As I might have mentioned before, although I’m a big Star Wars fan, Han Solo isn’t a character that’s really close to my heart, so with that in mind coupled with a very damning (but thankfully spoiler-free) review of sorts from Biggles, I didn’t go and see Solo: A Star Wars Story when it came out at the cinema. I’d also read a few reports during the film’s development which were along the same lines as those critiquing the production of the previous Star Wars Story Rogue One, but more so – saying that both the lead actor and the original director were hopeless.
However, after seeing Biggles’s damning report, I spoke to a couple of other devoted Star Wars fans and they really enjoyed the film. I subsequently came very close to seeing Solo at the cinema, planning a visit with two friends who also hadn’t seen it, but when it came to booking tickets and we saw that it was only on at the smallest screen at our local CineWorld we lost interest. Admittedly, it was few weeks after the release of the film but we took it as a very bad sign. If it was a good film why wasn’t being shown on a larger screen? By the way, this post has a whole heap of spoilers in it. You have been warned.

⁂

◆ **Exercise tasks**
- a) Answer these questions using the blog post about Solo: A Star Wars Story.
(i) Who wrote the damning review that the writer mentions?
(ii) How many friends planned to see the film with the writer?
(iii) At which cinema was the film showing only on the smallest screen?
- b) Reproduce everything in the blog post about Solo: A Star Wars Story from "As I might have" down to "director were hopeless.".
The records come from a separate source.

⁂

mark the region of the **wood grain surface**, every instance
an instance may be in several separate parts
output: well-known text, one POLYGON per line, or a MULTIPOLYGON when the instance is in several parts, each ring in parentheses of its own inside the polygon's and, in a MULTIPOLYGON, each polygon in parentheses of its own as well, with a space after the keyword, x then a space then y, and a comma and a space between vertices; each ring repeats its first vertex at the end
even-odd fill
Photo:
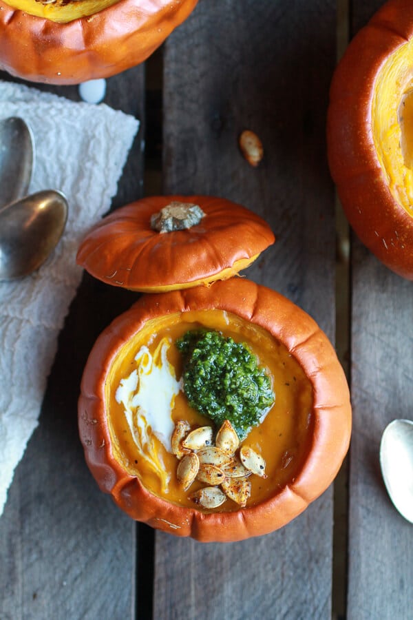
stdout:
MULTIPOLYGON (((352 3, 354 34, 383 2, 352 3)), ((413 420, 413 289, 352 238, 348 617, 413 614, 413 528, 396 511, 380 471, 380 440, 413 420)))
MULTIPOLYGON (((223 196, 277 237, 246 275, 301 305, 334 338, 334 192, 325 117, 335 62, 330 2, 201 1, 168 40, 166 192, 223 196), (317 36, 315 36, 317 33, 317 36), (243 159, 244 129, 264 143, 243 159)), ((329 618, 332 490, 282 530, 226 545, 156 535, 156 619, 329 618)))

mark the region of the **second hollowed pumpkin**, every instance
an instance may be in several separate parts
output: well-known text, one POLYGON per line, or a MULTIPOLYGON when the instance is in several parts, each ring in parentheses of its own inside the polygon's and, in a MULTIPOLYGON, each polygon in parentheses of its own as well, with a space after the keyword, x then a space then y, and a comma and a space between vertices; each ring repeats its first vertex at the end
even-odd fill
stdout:
POLYGON ((413 5, 390 0, 333 76, 328 159, 350 224, 388 267, 413 279, 413 5))

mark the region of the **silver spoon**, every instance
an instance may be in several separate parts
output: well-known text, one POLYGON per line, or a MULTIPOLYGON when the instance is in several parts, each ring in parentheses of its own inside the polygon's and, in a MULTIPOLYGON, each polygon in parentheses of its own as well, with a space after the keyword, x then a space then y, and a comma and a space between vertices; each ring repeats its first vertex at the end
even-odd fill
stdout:
POLYGON ((0 121, 0 205, 8 205, 28 193, 34 154, 32 132, 23 118, 0 121))
POLYGON ((67 218, 60 192, 38 192, 0 209, 0 280, 37 269, 56 246, 67 218))
POLYGON ((413 523, 413 422, 394 420, 384 429, 380 465, 390 499, 413 523))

⁂

◆ **Worked answers**
- a)
(i) Biggles
(ii) Two
(iii) CineWorld

- b)
As I might have mentioned before, although I’m a big Star Wars fan, Han Solo isn’t a character that’s really close to my heart, so with that in mind coupled with a very damning (but thankfully spoiler-free) review of sorts from Biggles, I didn’t go and see Solo: A Star Wars Story when it came out at the cinema. I’d also read a few reports during the film’s development which were along the same lines as those critiquing the production of the previous Star Wars Story Rogue One, but more so – saying that both the lead actor and the original director were hopeless.